- [SHORT TASK] Present all of the data below as a Markdown table with two columns, Row and Text, putting each line in its own numbered row. Leave out blank lines and the pictures.

• • • • •

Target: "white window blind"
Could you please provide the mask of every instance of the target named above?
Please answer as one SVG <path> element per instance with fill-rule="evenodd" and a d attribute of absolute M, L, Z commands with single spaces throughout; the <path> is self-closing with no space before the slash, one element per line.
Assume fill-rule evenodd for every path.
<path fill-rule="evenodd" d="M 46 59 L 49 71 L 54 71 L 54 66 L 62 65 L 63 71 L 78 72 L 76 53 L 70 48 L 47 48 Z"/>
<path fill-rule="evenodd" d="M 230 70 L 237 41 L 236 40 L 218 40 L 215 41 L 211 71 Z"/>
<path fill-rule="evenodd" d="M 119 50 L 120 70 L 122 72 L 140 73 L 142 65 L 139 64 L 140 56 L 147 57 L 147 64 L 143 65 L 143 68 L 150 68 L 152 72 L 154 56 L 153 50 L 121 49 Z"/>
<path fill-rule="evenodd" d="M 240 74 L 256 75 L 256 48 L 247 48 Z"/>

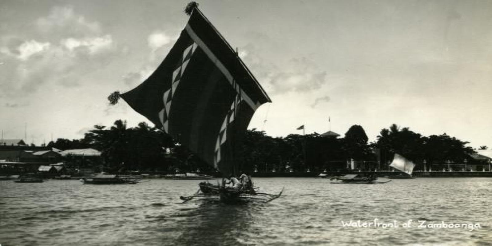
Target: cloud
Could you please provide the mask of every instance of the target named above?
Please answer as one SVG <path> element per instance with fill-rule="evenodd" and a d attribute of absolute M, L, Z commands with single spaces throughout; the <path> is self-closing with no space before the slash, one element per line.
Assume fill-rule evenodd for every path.
<path fill-rule="evenodd" d="M 29 104 L 28 103 L 9 103 L 7 102 L 5 104 L 5 106 L 7 108 L 19 108 L 21 107 L 25 107 L 28 105 Z"/>
<path fill-rule="evenodd" d="M 19 43 L 19 40 L 16 38 L 10 39 L 5 43 L 4 46 L 0 47 L 0 52 L 22 61 L 27 60 L 32 55 L 47 50 L 51 45 L 49 42 L 41 42 L 33 39 Z M 17 46 L 13 46 L 14 44 Z"/>
<path fill-rule="evenodd" d="M 152 50 L 155 50 L 171 43 L 173 39 L 174 39 L 173 38 L 166 34 L 164 32 L 156 31 L 149 35 L 149 37 L 147 38 L 147 41 L 149 44 L 149 47 L 151 47 Z"/>
<path fill-rule="evenodd" d="M 70 52 L 85 49 L 90 55 L 93 55 L 110 49 L 113 44 L 113 38 L 111 35 L 83 39 L 70 37 L 62 40 L 60 43 Z"/>
<path fill-rule="evenodd" d="M 54 7 L 48 16 L 38 19 L 35 24 L 42 32 L 62 31 L 73 35 L 98 33 L 101 31 L 98 23 L 88 21 L 83 16 L 75 13 L 70 6 Z"/>
<path fill-rule="evenodd" d="M 36 40 L 30 40 L 24 42 L 18 48 L 19 56 L 18 58 L 22 60 L 26 60 L 31 56 L 49 48 L 49 43 L 40 43 Z"/>
<path fill-rule="evenodd" d="M 318 97 L 314 99 L 314 102 L 312 104 L 311 104 L 310 106 L 311 108 L 314 108 L 320 102 L 329 102 L 331 98 L 327 95 L 322 97 Z"/>
<path fill-rule="evenodd" d="M 260 37 L 262 41 L 275 44 L 267 37 Z M 318 89 L 326 83 L 327 72 L 318 67 L 308 56 L 274 63 L 263 58 L 265 52 L 261 49 L 249 43 L 239 49 L 239 56 L 254 71 L 267 93 L 307 92 Z"/>
<path fill-rule="evenodd" d="M 72 7 L 54 7 L 34 24 L 22 38 L 7 33 L 0 39 L 0 95 L 27 98 L 43 87 L 78 86 L 120 55 L 112 35 Z"/>

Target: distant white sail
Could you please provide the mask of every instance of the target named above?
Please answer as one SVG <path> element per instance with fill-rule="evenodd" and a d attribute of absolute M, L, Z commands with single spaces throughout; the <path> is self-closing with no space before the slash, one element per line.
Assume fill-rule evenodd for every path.
<path fill-rule="evenodd" d="M 411 175 L 413 172 L 413 169 L 415 167 L 415 163 L 396 154 L 395 157 L 393 157 L 393 161 L 390 164 L 390 166 Z"/>

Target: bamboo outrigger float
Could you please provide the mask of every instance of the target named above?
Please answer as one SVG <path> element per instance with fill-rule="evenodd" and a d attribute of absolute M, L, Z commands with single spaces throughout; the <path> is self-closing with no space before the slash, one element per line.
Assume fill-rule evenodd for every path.
<path fill-rule="evenodd" d="M 157 69 L 136 88 L 115 92 L 108 99 L 115 104 L 121 96 L 222 177 L 237 176 L 239 170 L 249 173 L 252 167 L 238 156 L 241 140 L 255 111 L 271 100 L 198 5 L 191 2 L 186 6 L 188 23 Z M 182 199 L 267 197 L 270 201 L 282 194 L 232 189 L 225 182 L 207 188 Z"/>

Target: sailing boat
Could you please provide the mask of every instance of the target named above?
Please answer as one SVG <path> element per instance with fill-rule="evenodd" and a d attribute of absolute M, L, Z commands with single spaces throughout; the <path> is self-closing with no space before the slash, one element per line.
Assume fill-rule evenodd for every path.
<path fill-rule="evenodd" d="M 121 96 L 222 177 L 250 173 L 252 167 L 237 156 L 239 143 L 256 109 L 271 100 L 198 4 L 190 2 L 184 12 L 188 23 L 157 69 L 135 88 L 108 99 L 115 103 Z M 264 195 L 270 200 L 281 194 L 265 194 L 252 187 L 233 190 L 224 183 L 207 183 L 206 188 L 182 199 Z"/>
<path fill-rule="evenodd" d="M 390 166 L 403 172 L 403 173 L 401 175 L 388 176 L 388 178 L 415 179 L 415 177 L 412 176 L 412 174 L 413 173 L 413 169 L 415 167 L 415 163 L 400 154 L 395 154 L 393 161 L 390 164 Z"/>

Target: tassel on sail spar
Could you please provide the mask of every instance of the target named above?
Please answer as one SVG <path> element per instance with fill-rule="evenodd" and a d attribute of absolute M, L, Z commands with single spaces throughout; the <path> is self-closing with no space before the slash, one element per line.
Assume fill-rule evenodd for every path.
<path fill-rule="evenodd" d="M 271 100 L 196 5 L 187 7 L 189 20 L 160 65 L 121 96 L 223 175 L 247 171 L 237 166 L 238 142 Z"/>

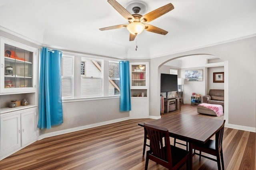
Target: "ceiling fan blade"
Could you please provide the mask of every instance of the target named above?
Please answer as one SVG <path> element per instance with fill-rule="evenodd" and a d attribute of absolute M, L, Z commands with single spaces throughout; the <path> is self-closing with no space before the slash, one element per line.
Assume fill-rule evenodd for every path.
<path fill-rule="evenodd" d="M 151 25 L 145 24 L 145 30 L 148 31 L 164 35 L 168 33 L 168 31 Z"/>
<path fill-rule="evenodd" d="M 145 14 L 140 18 L 140 21 L 144 23 L 147 23 L 166 14 L 174 8 L 174 7 L 170 3 Z"/>
<path fill-rule="evenodd" d="M 104 28 L 100 28 L 100 31 L 108 30 L 110 29 L 117 29 L 118 28 L 124 28 L 127 26 L 127 24 L 118 25 L 117 25 L 110 26 L 110 27 L 105 27 Z"/>
<path fill-rule="evenodd" d="M 134 35 L 130 33 L 130 41 L 134 40 L 136 37 L 136 35 Z"/>
<path fill-rule="evenodd" d="M 126 9 L 124 8 L 122 5 L 115 0 L 108 0 L 108 2 L 124 18 L 128 21 L 133 21 L 134 20 L 134 18 L 127 11 Z"/>

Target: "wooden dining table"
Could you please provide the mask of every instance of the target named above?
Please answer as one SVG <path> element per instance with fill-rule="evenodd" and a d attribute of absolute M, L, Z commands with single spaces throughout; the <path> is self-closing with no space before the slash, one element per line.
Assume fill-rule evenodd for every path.
<path fill-rule="evenodd" d="M 220 129 L 223 120 L 180 114 L 166 116 L 146 123 L 167 128 L 170 136 L 188 142 L 190 169 L 193 167 L 191 144 L 206 143 Z M 144 123 L 138 125 L 144 127 Z"/>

• • • • •

- [RESULT OF THE TASK]
| Row | Text |
|---|---|
| 1 | Target: "white window blind" |
| 2 | Could you please provide the mask of every instance of the target named above? |
| 3 | Please answer as one SVG <path> element per instance with fill-rule="evenodd" and a d attribute of absolute M, L, Z commands with single spaces throughout; the <path> is self-closing with no space before the slash, one element per line. |
| 4 | Assume fill-rule evenodd for every path. |
| 5 | <path fill-rule="evenodd" d="M 46 59 L 49 71 L 54 71 L 54 66 L 62 65 L 63 71 L 78 72 L 76 53 L 70 48 L 47 48 Z"/> |
| 6 | <path fill-rule="evenodd" d="M 230 70 L 237 41 L 236 40 L 218 40 L 215 41 L 211 71 Z"/> |
| 7 | <path fill-rule="evenodd" d="M 119 50 L 120 70 L 122 72 L 140 73 L 142 65 L 139 64 L 140 56 L 147 57 L 147 64 L 143 65 L 143 68 L 150 68 L 152 72 L 154 56 L 153 50 L 121 49 Z"/> |
| 8 | <path fill-rule="evenodd" d="M 240 74 L 256 75 L 256 48 L 247 48 Z"/> |
| 9 | Target: cloud |
| 10 | Could you please provide the mask of every instance of the target named above? |
| 11 | Please answer as one SVG <path> element per instance with fill-rule="evenodd" and a d attribute of absolute M, L, Z commands with single spaces throughout; the <path> is self-closing with no space before the slash, one element per line. |
| 12 | Assume fill-rule evenodd for every path. |
| 13 | <path fill-rule="evenodd" d="M 29 104 L 28 103 L 9 103 L 7 102 L 5 104 L 5 106 L 7 108 L 19 108 L 21 107 L 25 107 L 28 105 Z"/> |
| 14 | <path fill-rule="evenodd" d="M 19 43 L 19 40 L 16 38 L 10 39 L 5 43 L 4 46 L 0 47 L 0 52 L 22 61 L 27 60 L 32 55 L 47 50 L 51 45 L 49 42 L 41 42 L 33 39 Z M 17 46 L 13 46 L 14 44 Z"/> |
| 15 | <path fill-rule="evenodd" d="M 152 50 L 155 50 L 171 43 L 173 39 L 174 39 L 173 38 L 166 34 L 164 32 L 156 31 L 149 35 L 149 37 L 147 38 L 147 41 L 149 44 L 149 47 L 151 47 Z"/> |
| 16 | <path fill-rule="evenodd" d="M 70 52 L 85 49 L 90 55 L 93 55 L 110 49 L 113 44 L 113 38 L 111 35 L 83 39 L 70 37 L 62 40 L 60 43 Z"/> |
| 17 | <path fill-rule="evenodd" d="M 54 7 L 48 16 L 38 19 L 35 24 L 42 32 L 62 31 L 73 35 L 98 33 L 101 31 L 98 23 L 88 21 L 83 16 L 75 13 L 70 6 Z"/> |
| 18 | <path fill-rule="evenodd" d="M 36 40 L 30 40 L 24 42 L 18 48 L 19 56 L 18 58 L 22 60 L 26 60 L 31 56 L 49 48 L 49 43 L 40 43 Z"/> |
| 19 | <path fill-rule="evenodd" d="M 318 97 L 314 99 L 314 102 L 312 104 L 311 104 L 310 106 L 311 108 L 314 108 L 320 102 L 329 102 L 331 98 L 327 95 L 322 97 Z"/> |
| 20 | <path fill-rule="evenodd" d="M 260 37 L 262 41 L 275 44 L 267 37 Z M 318 89 L 326 83 L 327 72 L 318 67 L 308 56 L 274 63 L 263 58 L 265 52 L 261 49 L 249 43 L 239 49 L 239 56 L 254 71 L 267 93 L 307 92 Z"/> |
| 21 | <path fill-rule="evenodd" d="M 72 7 L 54 7 L 34 24 L 22 38 L 7 33 L 0 39 L 0 95 L 27 98 L 43 87 L 78 86 L 120 55 L 112 35 Z"/> |
| 22 | Target: distant white sail |
| 23 | Could you please provide the mask of every instance of the target named above? |
| 24 | Please answer as one SVG <path> element per instance with fill-rule="evenodd" and a d attribute of absolute M, L, Z commands with single spaces throughout; the <path> is self-closing with no space before the slash, one element per line. |
| 25 | Assume fill-rule evenodd for every path. |
| 26 | <path fill-rule="evenodd" d="M 411 175 L 413 172 L 413 169 L 415 167 L 415 163 L 396 154 L 395 157 L 393 157 L 393 161 L 390 164 L 390 166 Z"/> |
| 27 | Target: bamboo outrigger float |
| 28 | Could you please provide the mask of every instance of the target named above? |
| 29 | Please answer as one SVG <path> element per instance with fill-rule="evenodd" and a d attribute of absolute M, L, Z commands with single spaces throughout; the <path> is self-closing with no space before the slash, one element per line. |
| 30 | Assume fill-rule evenodd for every path. |
| 31 | <path fill-rule="evenodd" d="M 157 69 L 136 88 L 115 92 L 108 99 L 115 104 L 121 96 L 222 177 L 237 176 L 239 170 L 249 173 L 252 167 L 238 156 L 241 140 L 255 111 L 271 100 L 198 5 L 191 2 L 186 6 L 188 23 Z M 182 199 L 267 197 L 270 201 L 282 194 L 232 189 L 225 182 L 207 188 Z"/> |
| 32 | Target: sailing boat |
| 33 | Could you please provide the mask of every instance of the target named above? |
| 34 | Please answer as one SVG <path> element per instance with fill-rule="evenodd" and a d attribute of absolute M, L, Z commands with single spaces throughout; the <path> is self-closing with no space before the slash, one element per line. |
| 35 | Assume fill-rule evenodd for every path. |
| 36 | <path fill-rule="evenodd" d="M 121 96 L 222 177 L 250 173 L 252 167 L 237 156 L 239 143 L 256 109 L 271 100 L 198 4 L 190 2 L 184 12 L 188 23 L 157 69 L 135 88 L 108 99 L 115 103 Z M 264 195 L 270 200 L 281 194 L 265 194 L 252 187 L 233 190 L 224 183 L 207 183 L 206 188 L 182 199 Z"/> |
| 37 | <path fill-rule="evenodd" d="M 390 166 L 403 172 L 403 173 L 401 175 L 388 176 L 388 178 L 415 179 L 415 177 L 412 176 L 412 174 L 413 173 L 413 169 L 415 167 L 415 163 L 400 154 L 395 154 L 393 161 L 390 164 Z"/> |
| 38 | Target: tassel on sail spar |
| 39 | Could you please provide the mask of every instance of the target named above? |
| 40 | Please answer as one SVG <path> element per instance with fill-rule="evenodd" and a d attribute of absolute M, L, Z commands with single spaces throughout; the <path> is self-closing with no space before the slash, one element per line. |
| 41 | Assume fill-rule evenodd for every path. |
| 42 | <path fill-rule="evenodd" d="M 271 100 L 196 5 L 187 7 L 189 20 L 160 65 L 121 96 L 223 175 L 247 171 L 237 166 L 238 142 Z"/> |
| 43 | Target: "ceiling fan blade" |
| 44 | Could you please provide the mask of every instance of the target named above? |
| 45 | Please answer as one SVG <path> element per instance with fill-rule="evenodd" and a d attribute of absolute M, L, Z commands with single spaces throughout; the <path> is self-closing with no space before the slash, one element per line. |
| 46 | Assume fill-rule evenodd for every path. |
| 47 | <path fill-rule="evenodd" d="M 151 25 L 145 24 L 145 30 L 148 31 L 164 35 L 168 33 L 168 31 Z"/> |
| 48 | <path fill-rule="evenodd" d="M 145 14 L 140 18 L 140 21 L 144 23 L 147 23 L 166 14 L 174 8 L 174 7 L 170 3 Z"/> |
| 49 | <path fill-rule="evenodd" d="M 104 28 L 100 28 L 100 31 L 108 30 L 110 29 L 117 29 L 118 28 L 124 28 L 127 26 L 127 24 L 118 25 L 117 25 L 110 26 L 110 27 L 105 27 Z"/> |
| 50 | <path fill-rule="evenodd" d="M 134 35 L 130 33 L 130 41 L 134 40 L 136 37 L 136 35 Z"/> |
| 51 | <path fill-rule="evenodd" d="M 126 9 L 124 8 L 122 5 L 115 0 L 108 0 L 108 2 L 124 18 L 128 21 L 133 21 L 134 20 L 134 18 L 127 11 Z"/> |
| 52 | Target: "wooden dining table" |
| 53 | Could you please provide the mask of every instance of the target named above? |
| 54 | Please answer as one SVG <path> element per instance with fill-rule="evenodd" and a d attribute of absolute M, L, Z commands with single spaces throughout; the <path> is self-closing with no space before the slash, one element per line. |
| 55 | Assume fill-rule evenodd for every path. |
| 56 | <path fill-rule="evenodd" d="M 220 129 L 223 120 L 180 114 L 166 116 L 146 123 L 167 128 L 170 136 L 188 142 L 190 169 L 193 167 L 191 144 L 206 143 Z M 144 123 L 138 125 L 144 127 Z"/> |